TEXT SHOWN:
TDC have a unique gene signature

cDNA microarray analyses were performed to provide a non-biased assessment of TDC gene expression, and revealed that TDC have a clearly distinct genetic profile (Fig. 3a). TDC expressed many genes encoding proteins normally found in T cells (for example, Lck, CD3 subunits and IL-7Rα) or DCs (CD83, MHC-II, FLT3 and Zbtb46), but not both (Tables 1 and 2). Many of the cell surface proteins identified by microarray were among those detected on TDC in Fig. 1. In addition, TDC expressed Itgal (encoding CD11a, the α chain of the integrin LFA-1, which is upregulated in activated T cells) at levels comparable to those of DCs and unstimulated T cells (data not shown). PU-1 (encoded by Sfpi1) is a myeloid lineage-related transcription factor5, and Zbtb46 has recently been shown to be expressed specifically in DCs7,8. Their expression in TDC and DCs but not T cells was validated by reverse transcription (RT)–PCR (Fig. 3b). Interestingly, some TDC-associated genes were expressed at much higher levels than in T cells or DCs. Among these were genes encoding granzymes A and B and eomesodermin, proteins normally expressed in cytotoxic cells, such as NK and effector CD8+ T cells. The relatively high expression of these genes in TDC was confirmed by RT–PCR, which revealed that Gzma was detectable only in TDC, whereas Gzmb and Eomes were expressed in T cells but at lower levels than in TDC (Fig. 3b). Similar results were obtained with RT–PCR for Prf1, which encodes cytotoxic molecule perforin. Intracellular staining revealed that ~20% of CD8+ TDC expressed granzyme B in the absence of stimulation, whereas although a small amount of mRNA was found by RT–PCR (Fig. 3b), the protein was undetectable in T cells (Fig. 3c). Therefore, in addition to sharing characteristics with T cells and DCs, TDC exhibited a distinct molecular profile exemplified by cytotoxic gene expression. It is notable that TDC express a cytotoxic signature without signs of activation (Fig. 1g).

Collected data:
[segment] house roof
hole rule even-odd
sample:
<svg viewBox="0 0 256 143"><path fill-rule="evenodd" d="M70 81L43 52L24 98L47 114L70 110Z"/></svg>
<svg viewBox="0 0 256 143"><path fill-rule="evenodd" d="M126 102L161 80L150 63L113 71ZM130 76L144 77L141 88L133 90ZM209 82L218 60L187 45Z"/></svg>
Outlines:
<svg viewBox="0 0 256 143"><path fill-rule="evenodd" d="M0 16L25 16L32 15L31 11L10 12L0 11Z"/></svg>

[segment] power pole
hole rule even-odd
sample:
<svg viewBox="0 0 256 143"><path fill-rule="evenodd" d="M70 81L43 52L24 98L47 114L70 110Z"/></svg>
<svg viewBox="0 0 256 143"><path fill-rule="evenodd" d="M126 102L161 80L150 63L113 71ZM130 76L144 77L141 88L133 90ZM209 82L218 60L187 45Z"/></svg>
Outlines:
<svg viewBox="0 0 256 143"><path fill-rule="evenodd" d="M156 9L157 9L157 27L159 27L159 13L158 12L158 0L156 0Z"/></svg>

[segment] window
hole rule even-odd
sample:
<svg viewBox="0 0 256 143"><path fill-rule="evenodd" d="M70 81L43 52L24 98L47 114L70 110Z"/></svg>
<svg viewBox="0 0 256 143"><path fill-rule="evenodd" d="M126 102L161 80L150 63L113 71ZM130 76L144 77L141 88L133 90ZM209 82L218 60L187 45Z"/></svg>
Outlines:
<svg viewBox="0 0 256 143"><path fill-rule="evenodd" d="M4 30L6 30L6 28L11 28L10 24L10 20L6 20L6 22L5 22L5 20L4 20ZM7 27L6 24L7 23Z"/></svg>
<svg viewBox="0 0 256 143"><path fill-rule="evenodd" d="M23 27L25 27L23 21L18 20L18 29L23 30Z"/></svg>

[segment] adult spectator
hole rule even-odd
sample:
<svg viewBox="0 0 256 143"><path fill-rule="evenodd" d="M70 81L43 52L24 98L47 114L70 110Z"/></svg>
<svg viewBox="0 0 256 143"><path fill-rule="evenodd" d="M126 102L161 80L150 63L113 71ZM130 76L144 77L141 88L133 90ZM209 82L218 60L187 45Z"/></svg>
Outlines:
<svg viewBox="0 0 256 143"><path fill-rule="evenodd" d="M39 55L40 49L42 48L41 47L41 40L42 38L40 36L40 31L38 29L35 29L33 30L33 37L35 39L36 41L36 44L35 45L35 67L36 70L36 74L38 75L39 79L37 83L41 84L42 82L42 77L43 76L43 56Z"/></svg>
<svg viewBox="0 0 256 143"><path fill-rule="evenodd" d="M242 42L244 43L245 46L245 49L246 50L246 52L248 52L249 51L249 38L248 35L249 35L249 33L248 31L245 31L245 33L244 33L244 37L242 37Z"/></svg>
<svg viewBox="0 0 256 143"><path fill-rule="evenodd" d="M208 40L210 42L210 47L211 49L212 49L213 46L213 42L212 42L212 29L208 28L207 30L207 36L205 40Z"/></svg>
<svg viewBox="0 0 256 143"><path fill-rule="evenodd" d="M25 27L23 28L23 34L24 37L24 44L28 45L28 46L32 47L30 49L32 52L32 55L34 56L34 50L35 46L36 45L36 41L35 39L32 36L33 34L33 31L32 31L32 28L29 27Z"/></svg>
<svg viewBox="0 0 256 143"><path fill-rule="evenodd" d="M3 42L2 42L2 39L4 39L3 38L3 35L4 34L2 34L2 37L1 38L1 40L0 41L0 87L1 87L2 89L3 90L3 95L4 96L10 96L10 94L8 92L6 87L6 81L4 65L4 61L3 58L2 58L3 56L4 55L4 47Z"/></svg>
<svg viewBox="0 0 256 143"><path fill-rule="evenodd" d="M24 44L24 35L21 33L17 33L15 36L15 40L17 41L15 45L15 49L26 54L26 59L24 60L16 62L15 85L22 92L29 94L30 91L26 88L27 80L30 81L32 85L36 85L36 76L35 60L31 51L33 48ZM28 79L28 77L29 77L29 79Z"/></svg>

EXERCISES:
[a] Answer each question from the passage on TDC gene expression, one per line:
(i) Which myeloid lineage-related transcription factor is encoded by Sfpi1?
(ii) According to RT–PCR, which gene was detectable only in TDC?
(iii) About what share of CD8+ TDC expressed granzyme B without stimulation?
[b] The passage on TDC gene expression gives examples of proteins normally found in DCs that TDC expressed. List them.
[c] Pick up the passage on TDC gene expression after its final sentence and carry it forward.
You can leave the records aside; they play no part here.

ANSWERS BELOW:
[a]
(i) PU-1
(ii) Gzma
(iii) About 20%

[b] CD83, MHC-II, FLT3, Zbtb46

[c]
Figure 3: Molecular profiling of TDC reveals a distinct genetic signature.
figure 3

(a) Gene expression heat map from microarray analysis of highly purified cells pooled from 12 B6 mice. Individual cell subsets are represented as columns. (b) RT–PCR of highly purified cells pooled from five B6 mice. One representative experiment of two to four independent analyses is shown. (c) Flow cytometric analysis of intracellular granzyme B in splenic T or TDC from B6 mice.

Table 1 Selected genes expressed by TDC and DCs represented as fold difference with respect to T cells.
Table 2 Selected genes expressed by TDC and T cells represented as fold-difference with respect DCs.

TDC require a thymus and positive selection for development

Conventional αβ-T cells require the thymus for development. Consistent with a similar requirement for TDC, bone marrow cell cultures supplemented with granulocyte–monocyte-colony-stimulating factor or FLT3L did not give rise to TDC (data not shown). In the thymus, a small percentage of cells expressing CD11c and MHC-II was found within both the CD3int and CD3hi subsets (Fig. 4a). A requirement for TDC development in the thymus was confirmed by the observation that TDC were not detected in the spleens of athymic nude mice (Fig. 4b). To determine whether TDC, such as αβ-T cells, undergo antigen-specific selection in the thymus, mice expressing αβ-TCR transgenes (Tg) on either positively selecting or non-selecting MHC haplotypes were studied. Rag2−/− AND TCR Tg thymocytes are positively selected on H-2b and H-2k, but not the H-2q haplotype27,28. T and TDC were present in mice with positively selecting haplotypes but not in mice of the non-selecting MHC, strongly suggesting that TDC require the same thymic-positive selection signals as conventional T cells (Fig. 4c). Additional evidence that TDC undergo positive selection came from studies of TDC Thpok expression, a transcription factor essential for CD4 expression in mature T cells. As seen in conventional T cells24, Thpok−/− mice lacked CD4+ TDC, and CD8+ TDC frequency was increased (Fig. 4d). To formally demonstrate that CD4 lineage-selected TDC were not lost but redirected to the CD8 lineage, a GFP reporter that monitors Thpok promoter activity was used in Thpok-deficient mice24 to allow detection of CD4 lineage-selected TDC (CD8+GFP+) within the CD8+ TDC population (Fig. 4e). Together, these findings demonstrate that TDC are similar to conventional T cells in their origin and development.

Figure 4: TDC need a thymus and positive selection for development.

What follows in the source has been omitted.